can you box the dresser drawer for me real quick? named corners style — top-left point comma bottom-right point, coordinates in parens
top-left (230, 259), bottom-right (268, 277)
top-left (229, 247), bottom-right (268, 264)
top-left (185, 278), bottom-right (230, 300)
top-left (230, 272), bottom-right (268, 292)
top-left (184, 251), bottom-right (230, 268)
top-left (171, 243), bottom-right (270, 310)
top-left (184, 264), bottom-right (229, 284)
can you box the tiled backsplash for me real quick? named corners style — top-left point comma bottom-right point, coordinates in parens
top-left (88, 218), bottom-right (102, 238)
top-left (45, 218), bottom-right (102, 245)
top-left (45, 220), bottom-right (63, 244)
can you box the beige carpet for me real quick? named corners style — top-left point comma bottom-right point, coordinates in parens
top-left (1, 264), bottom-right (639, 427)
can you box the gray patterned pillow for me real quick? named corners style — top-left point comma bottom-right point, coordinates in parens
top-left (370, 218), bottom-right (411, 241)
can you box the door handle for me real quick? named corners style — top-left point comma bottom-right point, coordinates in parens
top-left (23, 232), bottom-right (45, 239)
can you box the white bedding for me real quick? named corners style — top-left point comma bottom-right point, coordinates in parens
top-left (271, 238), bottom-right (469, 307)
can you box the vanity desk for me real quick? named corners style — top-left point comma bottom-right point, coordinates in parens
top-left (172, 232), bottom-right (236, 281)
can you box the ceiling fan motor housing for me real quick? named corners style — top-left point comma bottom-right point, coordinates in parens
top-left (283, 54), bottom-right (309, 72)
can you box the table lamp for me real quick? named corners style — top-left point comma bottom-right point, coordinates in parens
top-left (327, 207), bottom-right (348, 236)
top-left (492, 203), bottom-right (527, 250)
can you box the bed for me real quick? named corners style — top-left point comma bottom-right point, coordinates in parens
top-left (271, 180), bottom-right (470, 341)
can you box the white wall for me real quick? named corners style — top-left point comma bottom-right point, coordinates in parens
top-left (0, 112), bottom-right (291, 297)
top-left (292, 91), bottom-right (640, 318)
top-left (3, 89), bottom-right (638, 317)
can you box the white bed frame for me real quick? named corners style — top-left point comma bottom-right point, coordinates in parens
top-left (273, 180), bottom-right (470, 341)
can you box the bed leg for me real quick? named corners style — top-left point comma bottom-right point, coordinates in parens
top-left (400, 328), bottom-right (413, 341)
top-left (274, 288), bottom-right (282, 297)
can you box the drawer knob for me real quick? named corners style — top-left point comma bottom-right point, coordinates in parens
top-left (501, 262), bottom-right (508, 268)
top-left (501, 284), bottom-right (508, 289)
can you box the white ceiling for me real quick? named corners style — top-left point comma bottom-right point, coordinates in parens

+ + + + + + +

WHAT THE EXERCISE ASKS.
Write out the listing above, keeping every word exactly.

WRITTEN SOLUTION.
can you box the dresser drawer for me real quick? named corners style — top-left point comma bottom-right point, coordinates in parens
top-left (230, 259), bottom-right (268, 277)
top-left (229, 247), bottom-right (268, 264)
top-left (185, 278), bottom-right (230, 300)
top-left (230, 272), bottom-right (268, 292)
top-left (184, 251), bottom-right (230, 268)
top-left (171, 243), bottom-right (270, 310)
top-left (184, 264), bottom-right (229, 284)
can you box the tiled backsplash for me real quick? named corners style — top-left point comma bottom-right point, coordinates in parens
top-left (88, 218), bottom-right (102, 238)
top-left (45, 218), bottom-right (102, 245)
top-left (45, 220), bottom-right (63, 244)
can you box the beige carpet for me real quick? named corners style — top-left point comma bottom-right point, coordinates in parens
top-left (1, 264), bottom-right (639, 427)
can you box the gray patterned pillow for me real quick? named corners style — top-left point comma bottom-right point, coordinates in parens
top-left (370, 218), bottom-right (411, 241)
can you box the door handle for me real quick? named corners style — top-left point comma bottom-right point, coordinates in parens
top-left (23, 232), bottom-right (45, 239)
can you box the white bedding for me real quick? named corners style — top-left point comma bottom-right point, coordinates in parens
top-left (271, 238), bottom-right (469, 307)
can you box the vanity desk for me real quick? named corners style — top-left point comma bottom-right point, coordinates in parens
top-left (172, 232), bottom-right (236, 281)
can you box the ceiling fan motor housing for me real quick? named corners style — top-left point comma bottom-right point, coordinates in parens
top-left (283, 54), bottom-right (309, 72)
can you box the table lamp for me real quick? named corners style — top-left point comma bottom-right point, coordinates in parens
top-left (327, 207), bottom-right (348, 236)
top-left (492, 203), bottom-right (527, 250)
can you box the bed for me real quick? named corners style — top-left point comma bottom-right point, coordinates in parens
top-left (271, 180), bottom-right (470, 341)
can you box the white wall for me real quick? named corners style — top-left point comma bottom-right point, coordinates in parens
top-left (0, 112), bottom-right (291, 297)
top-left (292, 91), bottom-right (640, 318)
top-left (3, 89), bottom-right (638, 317)
can you box the white bed frame for me real quick? named corners style — top-left point comma bottom-right point, coordinates in parens
top-left (273, 180), bottom-right (470, 341)
can you box the bed leg for me real quick? named corners style — top-left point comma bottom-right point, coordinates in parens
top-left (400, 328), bottom-right (413, 341)
top-left (274, 288), bottom-right (282, 297)
can you box the drawer knob for me real quick? named corners style — top-left point comma bottom-right point, coordinates in parens
top-left (501, 262), bottom-right (508, 268)
top-left (501, 284), bottom-right (508, 289)
can you box the white ceiling for me real quick? named corners style — top-left point comma bottom-right point, coordinates in parens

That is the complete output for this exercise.